REQUEST: Could you rewrite the stretch from the line containing "like x=343, y=179." through the line containing "x=298, y=255" with "residential building" swapped for "apartment building" and every other character left alone?

Point placement rows:
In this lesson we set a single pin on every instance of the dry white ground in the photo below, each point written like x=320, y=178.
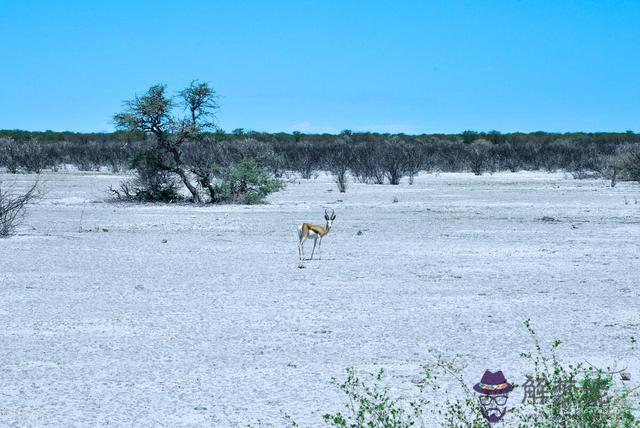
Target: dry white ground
x=103, y=323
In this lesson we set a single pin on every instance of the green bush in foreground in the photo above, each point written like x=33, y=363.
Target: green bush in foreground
x=578, y=396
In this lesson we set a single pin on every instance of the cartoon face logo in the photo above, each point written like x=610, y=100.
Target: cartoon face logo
x=493, y=392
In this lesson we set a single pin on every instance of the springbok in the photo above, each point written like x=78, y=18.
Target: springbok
x=315, y=232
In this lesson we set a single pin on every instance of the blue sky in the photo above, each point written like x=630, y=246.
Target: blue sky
x=325, y=66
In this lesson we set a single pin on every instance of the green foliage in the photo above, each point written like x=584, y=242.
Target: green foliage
x=632, y=165
x=576, y=396
x=151, y=183
x=244, y=183
x=371, y=405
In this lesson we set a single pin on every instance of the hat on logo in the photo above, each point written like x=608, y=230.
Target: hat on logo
x=493, y=384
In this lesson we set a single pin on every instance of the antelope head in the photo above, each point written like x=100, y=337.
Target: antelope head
x=329, y=215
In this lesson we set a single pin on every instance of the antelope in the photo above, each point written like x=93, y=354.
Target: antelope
x=315, y=232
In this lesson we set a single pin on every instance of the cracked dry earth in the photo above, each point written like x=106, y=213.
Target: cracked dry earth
x=177, y=315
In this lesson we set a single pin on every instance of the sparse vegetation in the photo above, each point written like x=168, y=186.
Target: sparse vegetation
x=576, y=396
x=13, y=208
x=191, y=144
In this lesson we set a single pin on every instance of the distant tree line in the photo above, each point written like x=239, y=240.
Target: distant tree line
x=364, y=157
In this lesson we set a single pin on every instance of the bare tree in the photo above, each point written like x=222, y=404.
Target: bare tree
x=13, y=208
x=339, y=160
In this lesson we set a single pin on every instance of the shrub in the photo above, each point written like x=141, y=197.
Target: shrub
x=244, y=183
x=151, y=183
x=577, y=396
x=13, y=208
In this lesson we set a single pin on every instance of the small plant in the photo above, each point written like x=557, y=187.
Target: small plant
x=575, y=395
x=244, y=183
x=13, y=208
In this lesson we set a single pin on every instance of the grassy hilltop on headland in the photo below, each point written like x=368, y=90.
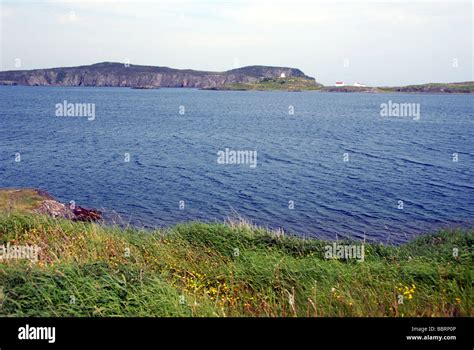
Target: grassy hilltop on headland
x=260, y=78
x=231, y=269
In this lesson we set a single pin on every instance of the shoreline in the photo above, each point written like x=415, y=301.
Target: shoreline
x=32, y=201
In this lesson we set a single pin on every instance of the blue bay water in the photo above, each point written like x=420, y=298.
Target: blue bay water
x=173, y=158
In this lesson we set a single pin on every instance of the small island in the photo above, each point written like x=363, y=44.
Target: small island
x=250, y=78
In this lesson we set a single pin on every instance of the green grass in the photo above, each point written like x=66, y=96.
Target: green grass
x=461, y=87
x=232, y=269
x=20, y=200
x=269, y=84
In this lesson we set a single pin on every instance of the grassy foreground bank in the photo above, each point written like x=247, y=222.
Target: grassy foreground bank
x=197, y=269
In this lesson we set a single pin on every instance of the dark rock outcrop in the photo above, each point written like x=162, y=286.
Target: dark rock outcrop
x=120, y=75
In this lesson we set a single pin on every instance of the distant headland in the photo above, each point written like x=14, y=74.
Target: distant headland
x=265, y=78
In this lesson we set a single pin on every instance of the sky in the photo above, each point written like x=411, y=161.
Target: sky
x=378, y=43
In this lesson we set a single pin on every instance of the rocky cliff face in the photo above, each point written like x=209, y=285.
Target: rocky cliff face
x=119, y=75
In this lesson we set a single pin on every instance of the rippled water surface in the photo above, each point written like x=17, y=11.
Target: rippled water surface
x=173, y=157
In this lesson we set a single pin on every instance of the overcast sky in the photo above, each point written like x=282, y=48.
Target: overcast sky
x=372, y=42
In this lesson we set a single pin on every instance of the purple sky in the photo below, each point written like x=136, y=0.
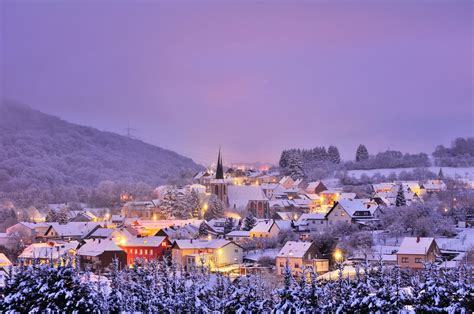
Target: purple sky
x=253, y=76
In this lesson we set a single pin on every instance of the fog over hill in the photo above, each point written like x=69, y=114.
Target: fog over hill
x=46, y=159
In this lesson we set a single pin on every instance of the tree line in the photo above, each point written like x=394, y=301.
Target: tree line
x=163, y=287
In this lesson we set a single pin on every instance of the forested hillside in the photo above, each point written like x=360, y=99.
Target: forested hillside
x=44, y=159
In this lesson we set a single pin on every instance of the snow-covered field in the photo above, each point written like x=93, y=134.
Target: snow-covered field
x=467, y=172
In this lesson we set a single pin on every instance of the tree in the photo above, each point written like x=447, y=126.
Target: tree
x=333, y=155
x=400, y=201
x=440, y=174
x=249, y=222
x=362, y=153
x=215, y=208
x=203, y=229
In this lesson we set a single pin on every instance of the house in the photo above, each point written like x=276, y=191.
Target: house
x=312, y=222
x=352, y=210
x=265, y=229
x=28, y=232
x=98, y=254
x=238, y=236
x=146, y=248
x=434, y=186
x=286, y=182
x=299, y=255
x=249, y=197
x=212, y=253
x=285, y=216
x=414, y=252
x=48, y=251
x=71, y=230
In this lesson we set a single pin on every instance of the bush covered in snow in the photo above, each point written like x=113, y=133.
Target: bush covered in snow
x=160, y=287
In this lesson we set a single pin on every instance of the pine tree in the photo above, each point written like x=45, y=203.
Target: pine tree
x=249, y=222
x=215, y=208
x=228, y=225
x=362, y=153
x=195, y=204
x=168, y=203
x=440, y=174
x=400, y=201
x=203, y=231
x=333, y=155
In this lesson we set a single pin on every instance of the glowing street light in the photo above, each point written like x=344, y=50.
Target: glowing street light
x=338, y=255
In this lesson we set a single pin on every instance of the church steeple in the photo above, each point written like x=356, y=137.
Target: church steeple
x=220, y=168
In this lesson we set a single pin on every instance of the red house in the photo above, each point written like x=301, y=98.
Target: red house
x=146, y=248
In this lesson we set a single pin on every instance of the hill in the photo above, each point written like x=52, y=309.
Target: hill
x=44, y=159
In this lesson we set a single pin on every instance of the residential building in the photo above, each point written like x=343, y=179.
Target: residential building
x=98, y=254
x=146, y=248
x=265, y=229
x=212, y=253
x=414, y=252
x=298, y=255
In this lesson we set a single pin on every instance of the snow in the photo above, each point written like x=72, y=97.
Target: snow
x=94, y=247
x=294, y=249
x=463, y=172
x=415, y=245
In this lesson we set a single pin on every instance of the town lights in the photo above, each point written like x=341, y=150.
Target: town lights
x=338, y=255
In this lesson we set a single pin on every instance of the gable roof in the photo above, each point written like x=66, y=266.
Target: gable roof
x=240, y=195
x=412, y=245
x=94, y=247
x=264, y=226
x=295, y=249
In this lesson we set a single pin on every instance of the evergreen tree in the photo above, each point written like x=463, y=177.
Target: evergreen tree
x=249, y=222
x=440, y=174
x=362, y=153
x=228, y=225
x=203, y=229
x=333, y=155
x=215, y=208
x=400, y=201
x=195, y=204
x=168, y=203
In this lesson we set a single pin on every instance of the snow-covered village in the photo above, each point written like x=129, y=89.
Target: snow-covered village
x=236, y=156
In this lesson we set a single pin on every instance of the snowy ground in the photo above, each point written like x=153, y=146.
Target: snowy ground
x=467, y=172
x=462, y=242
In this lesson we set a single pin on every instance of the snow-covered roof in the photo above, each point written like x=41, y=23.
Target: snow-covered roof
x=201, y=244
x=352, y=206
x=294, y=249
x=240, y=195
x=94, y=247
x=312, y=216
x=263, y=226
x=74, y=229
x=151, y=241
x=48, y=250
x=238, y=233
x=415, y=245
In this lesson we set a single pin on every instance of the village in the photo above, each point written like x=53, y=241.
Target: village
x=239, y=222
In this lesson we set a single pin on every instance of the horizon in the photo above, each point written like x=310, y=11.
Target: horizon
x=192, y=76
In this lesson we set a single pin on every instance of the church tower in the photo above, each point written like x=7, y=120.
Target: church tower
x=218, y=185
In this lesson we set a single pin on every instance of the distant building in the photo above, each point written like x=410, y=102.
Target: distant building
x=210, y=253
x=414, y=252
x=98, y=254
x=265, y=229
x=299, y=255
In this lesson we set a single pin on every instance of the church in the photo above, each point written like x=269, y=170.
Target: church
x=239, y=197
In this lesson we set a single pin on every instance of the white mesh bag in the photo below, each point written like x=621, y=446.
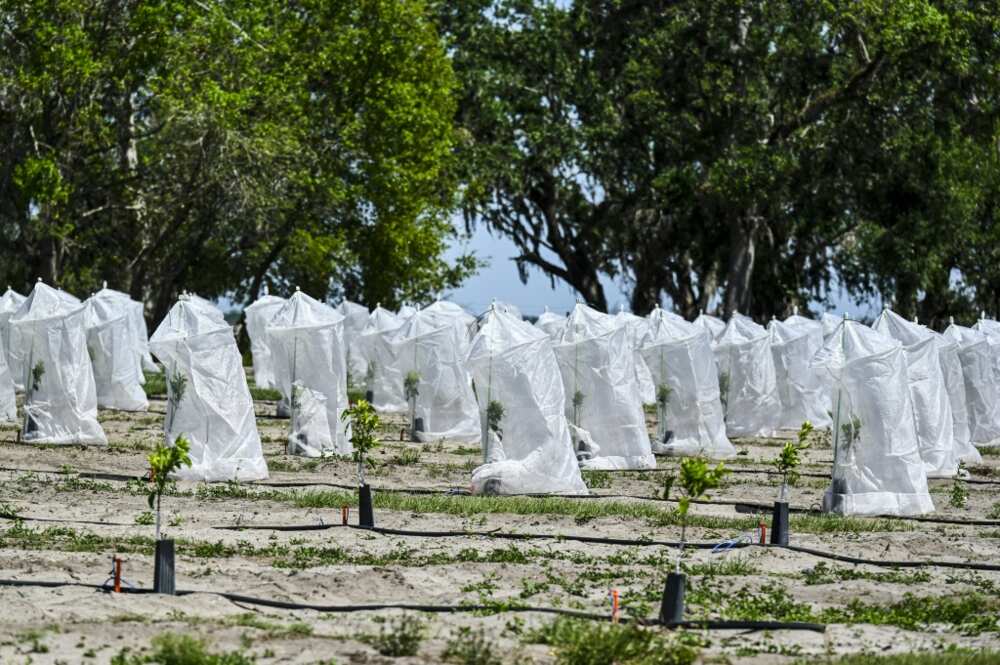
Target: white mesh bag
x=208, y=401
x=529, y=450
x=115, y=354
x=747, y=380
x=257, y=317
x=800, y=388
x=355, y=319
x=551, y=323
x=954, y=382
x=60, y=403
x=307, y=340
x=9, y=302
x=136, y=316
x=602, y=395
x=877, y=467
x=982, y=393
x=931, y=406
x=688, y=409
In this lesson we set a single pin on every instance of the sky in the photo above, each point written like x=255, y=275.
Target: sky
x=500, y=280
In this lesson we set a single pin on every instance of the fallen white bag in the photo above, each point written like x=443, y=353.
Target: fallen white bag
x=307, y=340
x=747, y=379
x=801, y=388
x=208, y=401
x=60, y=403
x=257, y=317
x=877, y=466
x=9, y=302
x=931, y=406
x=115, y=354
x=529, y=451
x=597, y=365
x=682, y=366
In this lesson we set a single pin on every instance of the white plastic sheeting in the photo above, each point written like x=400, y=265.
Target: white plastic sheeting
x=307, y=340
x=931, y=406
x=355, y=319
x=877, y=465
x=712, y=324
x=208, y=401
x=597, y=364
x=9, y=303
x=801, y=388
x=954, y=383
x=60, y=398
x=115, y=353
x=258, y=315
x=638, y=328
x=136, y=316
x=531, y=451
x=690, y=420
x=432, y=344
x=747, y=379
x=551, y=323
x=982, y=392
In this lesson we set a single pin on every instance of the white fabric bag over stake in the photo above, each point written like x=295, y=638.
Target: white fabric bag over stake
x=747, y=381
x=257, y=316
x=521, y=405
x=688, y=409
x=307, y=339
x=800, y=387
x=208, y=401
x=603, y=404
x=10, y=301
x=115, y=354
x=877, y=467
x=60, y=404
x=931, y=406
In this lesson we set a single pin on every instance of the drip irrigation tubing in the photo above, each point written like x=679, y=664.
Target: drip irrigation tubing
x=440, y=609
x=968, y=565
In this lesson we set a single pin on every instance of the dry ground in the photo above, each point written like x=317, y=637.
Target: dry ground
x=87, y=520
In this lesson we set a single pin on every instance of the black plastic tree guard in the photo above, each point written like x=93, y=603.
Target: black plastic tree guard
x=366, y=511
x=672, y=605
x=163, y=568
x=779, y=524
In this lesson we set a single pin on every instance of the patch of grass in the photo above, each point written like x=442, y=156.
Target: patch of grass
x=578, y=642
x=180, y=650
x=402, y=637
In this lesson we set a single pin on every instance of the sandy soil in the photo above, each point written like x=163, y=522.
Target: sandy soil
x=78, y=523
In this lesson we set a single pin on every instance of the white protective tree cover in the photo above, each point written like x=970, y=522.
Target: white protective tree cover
x=207, y=396
x=603, y=404
x=551, y=323
x=307, y=338
x=384, y=396
x=512, y=363
x=679, y=356
x=877, y=465
x=747, y=379
x=982, y=390
x=638, y=328
x=60, y=398
x=431, y=343
x=931, y=406
x=954, y=383
x=115, y=353
x=258, y=315
x=355, y=319
x=801, y=388
x=712, y=324
x=9, y=303
x=135, y=312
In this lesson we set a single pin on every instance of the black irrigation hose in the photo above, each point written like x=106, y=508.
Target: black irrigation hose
x=439, y=609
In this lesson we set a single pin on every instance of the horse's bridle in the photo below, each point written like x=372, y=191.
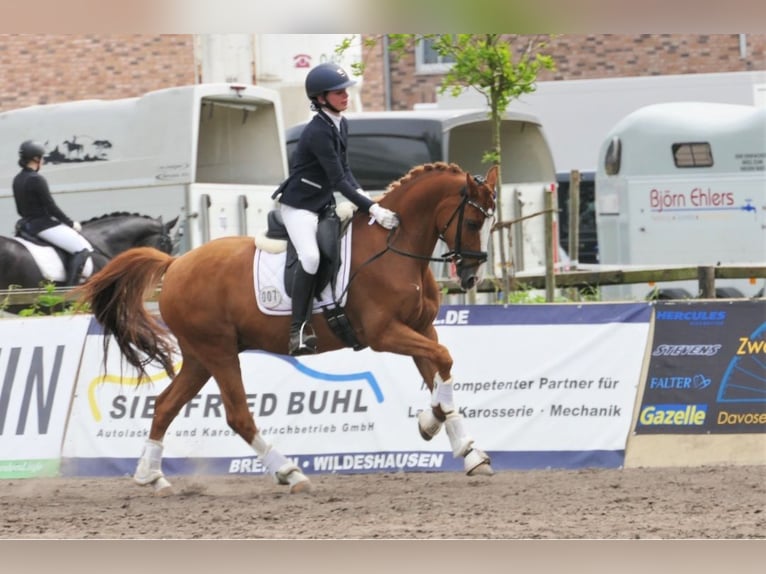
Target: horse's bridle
x=456, y=255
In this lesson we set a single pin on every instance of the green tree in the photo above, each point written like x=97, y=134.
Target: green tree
x=501, y=67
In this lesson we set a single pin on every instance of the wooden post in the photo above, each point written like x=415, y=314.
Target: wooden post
x=706, y=277
x=550, y=275
x=574, y=219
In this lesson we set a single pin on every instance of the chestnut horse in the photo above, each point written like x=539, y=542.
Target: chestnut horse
x=208, y=304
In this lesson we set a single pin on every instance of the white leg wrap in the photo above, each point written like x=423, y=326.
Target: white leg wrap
x=428, y=424
x=441, y=395
x=460, y=441
x=276, y=464
x=149, y=467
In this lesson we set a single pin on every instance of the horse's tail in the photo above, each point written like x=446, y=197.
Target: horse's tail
x=116, y=297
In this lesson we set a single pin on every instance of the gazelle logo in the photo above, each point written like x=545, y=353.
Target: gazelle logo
x=673, y=415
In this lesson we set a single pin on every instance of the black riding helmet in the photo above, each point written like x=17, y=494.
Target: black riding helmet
x=29, y=150
x=326, y=78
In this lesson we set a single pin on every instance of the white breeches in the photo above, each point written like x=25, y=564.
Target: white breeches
x=302, y=227
x=70, y=241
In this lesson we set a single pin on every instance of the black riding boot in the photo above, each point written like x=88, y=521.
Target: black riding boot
x=76, y=265
x=303, y=341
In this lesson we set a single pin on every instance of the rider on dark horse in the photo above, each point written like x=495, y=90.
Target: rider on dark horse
x=319, y=167
x=42, y=218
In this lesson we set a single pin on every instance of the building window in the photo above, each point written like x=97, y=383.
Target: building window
x=696, y=154
x=428, y=60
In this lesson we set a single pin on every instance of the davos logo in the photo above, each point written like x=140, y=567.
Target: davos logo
x=695, y=383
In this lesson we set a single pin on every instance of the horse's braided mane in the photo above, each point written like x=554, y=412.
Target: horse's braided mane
x=116, y=214
x=419, y=170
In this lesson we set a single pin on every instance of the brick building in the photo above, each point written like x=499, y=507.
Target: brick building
x=40, y=69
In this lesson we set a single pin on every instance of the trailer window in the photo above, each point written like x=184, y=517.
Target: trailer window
x=380, y=159
x=612, y=157
x=696, y=154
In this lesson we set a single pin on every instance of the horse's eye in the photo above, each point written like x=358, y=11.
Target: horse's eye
x=473, y=224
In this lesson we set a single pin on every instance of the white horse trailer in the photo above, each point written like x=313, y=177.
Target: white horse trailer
x=683, y=184
x=209, y=153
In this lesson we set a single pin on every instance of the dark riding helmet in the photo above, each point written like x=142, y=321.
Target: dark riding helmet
x=29, y=150
x=326, y=78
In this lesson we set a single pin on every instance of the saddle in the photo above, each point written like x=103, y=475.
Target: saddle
x=73, y=262
x=329, y=233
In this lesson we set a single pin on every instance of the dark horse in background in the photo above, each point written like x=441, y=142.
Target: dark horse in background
x=392, y=302
x=109, y=235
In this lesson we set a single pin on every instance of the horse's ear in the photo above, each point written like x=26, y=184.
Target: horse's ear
x=170, y=224
x=492, y=177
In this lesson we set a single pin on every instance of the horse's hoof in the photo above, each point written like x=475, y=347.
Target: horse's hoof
x=484, y=469
x=477, y=463
x=302, y=487
x=162, y=487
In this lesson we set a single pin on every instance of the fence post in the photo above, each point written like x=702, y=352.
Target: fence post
x=574, y=219
x=550, y=263
x=706, y=278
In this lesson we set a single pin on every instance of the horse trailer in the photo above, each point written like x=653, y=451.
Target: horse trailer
x=384, y=146
x=683, y=184
x=209, y=153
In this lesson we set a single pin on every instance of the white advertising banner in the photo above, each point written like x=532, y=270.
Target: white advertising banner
x=538, y=385
x=39, y=357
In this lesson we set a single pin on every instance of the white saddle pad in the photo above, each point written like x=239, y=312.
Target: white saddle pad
x=268, y=275
x=46, y=258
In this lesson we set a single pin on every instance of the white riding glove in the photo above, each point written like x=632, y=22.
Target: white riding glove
x=383, y=217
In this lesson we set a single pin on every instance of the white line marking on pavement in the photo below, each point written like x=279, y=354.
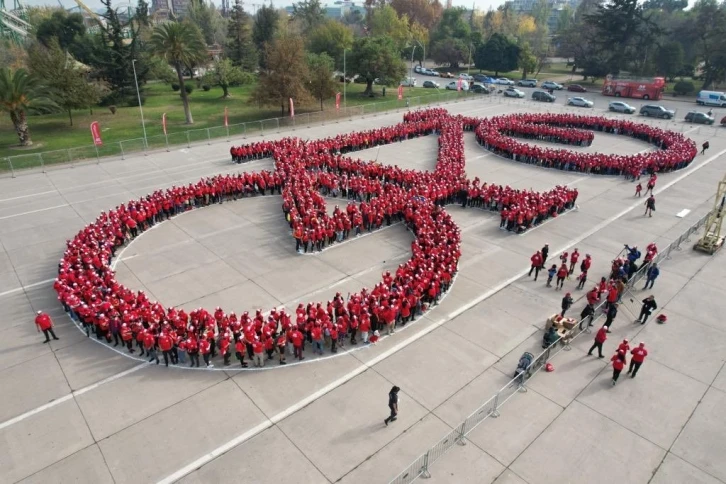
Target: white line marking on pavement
x=205, y=459
x=65, y=398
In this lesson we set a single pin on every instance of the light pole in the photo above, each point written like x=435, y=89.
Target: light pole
x=138, y=95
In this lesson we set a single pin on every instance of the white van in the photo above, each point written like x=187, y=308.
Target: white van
x=711, y=98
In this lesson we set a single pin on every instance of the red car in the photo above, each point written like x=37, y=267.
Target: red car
x=576, y=88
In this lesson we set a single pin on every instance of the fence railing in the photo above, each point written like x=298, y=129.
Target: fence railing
x=420, y=467
x=14, y=165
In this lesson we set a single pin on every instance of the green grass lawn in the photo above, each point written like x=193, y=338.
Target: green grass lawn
x=53, y=132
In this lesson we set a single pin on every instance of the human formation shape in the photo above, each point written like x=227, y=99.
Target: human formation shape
x=305, y=172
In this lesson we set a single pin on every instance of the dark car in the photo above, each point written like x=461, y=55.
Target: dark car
x=576, y=88
x=656, y=111
x=699, y=118
x=543, y=96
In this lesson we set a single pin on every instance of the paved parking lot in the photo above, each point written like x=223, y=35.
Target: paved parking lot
x=75, y=410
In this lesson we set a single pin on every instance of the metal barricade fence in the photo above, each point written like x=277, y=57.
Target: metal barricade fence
x=490, y=408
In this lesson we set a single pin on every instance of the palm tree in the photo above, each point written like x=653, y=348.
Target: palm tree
x=180, y=44
x=21, y=93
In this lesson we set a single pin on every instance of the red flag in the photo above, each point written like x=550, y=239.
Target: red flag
x=96, y=133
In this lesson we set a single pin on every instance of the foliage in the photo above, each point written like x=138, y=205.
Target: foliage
x=61, y=25
x=322, y=84
x=286, y=74
x=181, y=45
x=264, y=29
x=225, y=74
x=331, y=38
x=65, y=80
x=308, y=14
x=424, y=12
x=240, y=49
x=683, y=87
x=497, y=54
x=21, y=93
x=376, y=57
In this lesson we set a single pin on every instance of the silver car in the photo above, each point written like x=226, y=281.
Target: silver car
x=621, y=107
x=580, y=102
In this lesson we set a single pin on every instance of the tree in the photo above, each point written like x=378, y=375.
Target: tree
x=308, y=13
x=385, y=22
x=331, y=37
x=322, y=85
x=286, y=74
x=225, y=74
x=21, y=93
x=62, y=26
x=376, y=57
x=264, y=29
x=497, y=54
x=209, y=20
x=240, y=49
x=180, y=44
x=669, y=59
x=63, y=77
x=424, y=12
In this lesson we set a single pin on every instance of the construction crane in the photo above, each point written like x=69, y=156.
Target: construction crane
x=712, y=239
x=12, y=22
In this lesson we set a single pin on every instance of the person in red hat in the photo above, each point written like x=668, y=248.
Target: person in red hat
x=638, y=358
x=619, y=362
x=600, y=338
x=45, y=324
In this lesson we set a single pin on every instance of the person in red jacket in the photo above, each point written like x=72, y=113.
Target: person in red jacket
x=600, y=338
x=45, y=324
x=638, y=358
x=619, y=362
x=536, y=266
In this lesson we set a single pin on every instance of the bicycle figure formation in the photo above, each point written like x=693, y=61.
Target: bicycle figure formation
x=305, y=172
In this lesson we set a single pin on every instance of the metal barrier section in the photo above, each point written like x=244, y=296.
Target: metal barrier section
x=491, y=408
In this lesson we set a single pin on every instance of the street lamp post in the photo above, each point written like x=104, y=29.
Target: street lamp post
x=138, y=95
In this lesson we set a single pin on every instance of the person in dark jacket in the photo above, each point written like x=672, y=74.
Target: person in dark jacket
x=649, y=305
x=566, y=304
x=392, y=405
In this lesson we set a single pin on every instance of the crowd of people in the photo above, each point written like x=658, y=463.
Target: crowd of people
x=305, y=173
x=674, y=150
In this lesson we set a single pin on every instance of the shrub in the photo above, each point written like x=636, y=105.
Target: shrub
x=683, y=87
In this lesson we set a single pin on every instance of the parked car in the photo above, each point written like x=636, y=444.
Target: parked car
x=480, y=89
x=484, y=79
x=657, y=111
x=543, y=96
x=580, y=102
x=527, y=83
x=454, y=85
x=699, y=118
x=576, y=88
x=504, y=81
x=513, y=92
x=551, y=85
x=621, y=107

COMPLETE RESPONSE:
In this lesson we set a single pin on every instance of the apartment building in the photo above, each point written like x=343, y=179.
Target: apartment building
x=98, y=254
x=146, y=248
x=265, y=229
x=212, y=253
x=414, y=252
x=298, y=255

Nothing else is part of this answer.